## DE OPDRACHT
Zet alle onderstaande vermeldingen om in een genummerde lijst en laat daarbij de lege regels weg.

————————

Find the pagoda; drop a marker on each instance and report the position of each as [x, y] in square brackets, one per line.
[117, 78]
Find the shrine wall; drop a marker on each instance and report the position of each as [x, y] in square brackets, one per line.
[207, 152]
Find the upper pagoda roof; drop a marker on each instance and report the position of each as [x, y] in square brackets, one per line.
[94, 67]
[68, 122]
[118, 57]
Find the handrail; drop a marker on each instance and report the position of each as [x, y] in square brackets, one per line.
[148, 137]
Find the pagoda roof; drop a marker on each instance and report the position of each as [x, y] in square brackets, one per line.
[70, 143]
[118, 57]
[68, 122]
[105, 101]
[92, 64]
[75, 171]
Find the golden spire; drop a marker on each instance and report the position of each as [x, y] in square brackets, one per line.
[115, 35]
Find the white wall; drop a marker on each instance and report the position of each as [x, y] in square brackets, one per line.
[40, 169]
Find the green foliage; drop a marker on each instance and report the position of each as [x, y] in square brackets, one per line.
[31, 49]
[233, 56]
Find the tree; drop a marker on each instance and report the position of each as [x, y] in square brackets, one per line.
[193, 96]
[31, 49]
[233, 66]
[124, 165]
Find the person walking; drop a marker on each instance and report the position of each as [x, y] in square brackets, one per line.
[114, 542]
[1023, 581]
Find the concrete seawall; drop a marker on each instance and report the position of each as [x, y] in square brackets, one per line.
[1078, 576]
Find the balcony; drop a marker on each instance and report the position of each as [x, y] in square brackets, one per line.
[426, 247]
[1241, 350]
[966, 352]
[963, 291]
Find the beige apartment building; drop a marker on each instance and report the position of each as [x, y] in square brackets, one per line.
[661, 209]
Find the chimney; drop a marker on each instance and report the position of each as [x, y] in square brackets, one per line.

————————

## UITGEWERKTE OPLOSSING
1. Find the pagoda; drop a marker on each instance and report the position of each as [x, y] in square brackets, one per line.
2. [117, 78]
3. Find the shrine wall; drop a marker on each instance and report the position of each as [x, y] in square brackets, one per line.
4. [207, 152]
5. Find the upper pagoda roof; drop a marker on each instance and report the position of each as [x, y] in square brackets, one per line.
6. [94, 67]
7. [68, 122]
8. [118, 57]
9. Find the handrail; drop a marker on each instance and report the position of each as [x, y] in square brackets, one per line.
10. [148, 137]
11. Find the pagoda roof; drop a marker on each instance and report the position of each as [x, y] in square brackets, one per line.
12. [70, 143]
13. [118, 57]
14. [68, 122]
15. [105, 101]
16. [92, 64]
17. [75, 171]
18. Find the golden spire; drop a marker on each instance and report the position of each as [x, y] in square brackets, one per line.
19. [115, 35]
20. Find the white wall; drop a marker on each instance and report the position of each as [x, y] in square brackets, one per line.
21. [40, 169]
22. Find the green foliage; drop a marker on each instance and report the position of each as [x, y] in square brackets, one per line.
23. [31, 49]
24. [233, 56]
25. Find the tree; drop a marker on each instance and report the position of each as [x, y] in square brackets, one per line.
26. [193, 96]
27. [31, 49]
28. [233, 66]
29. [124, 165]
30. Find the person walking; drop a marker on each instance and report the position of each as [x, y] in square brackets, one per line.
31. [114, 542]
32. [1023, 581]
33. Find the concrete seawall; drop a marker on each instance and report the position of each as [x, y] in square brackets, one per line.
34. [1078, 576]
35. Find the balcony; drop a marker on each instance and report the position of each as [x, y] in square brackets, one per line.
36. [426, 247]
37. [1241, 350]
38. [966, 352]
39. [963, 291]
40. Find the beige apartment building; drop a marker on each instance and report the position of each as [x, y] in square brackets, one per line.
41. [661, 209]
42. Find the chimney; drop a marker on each instance and report the position of each as [x, y] in square brackets, one per line.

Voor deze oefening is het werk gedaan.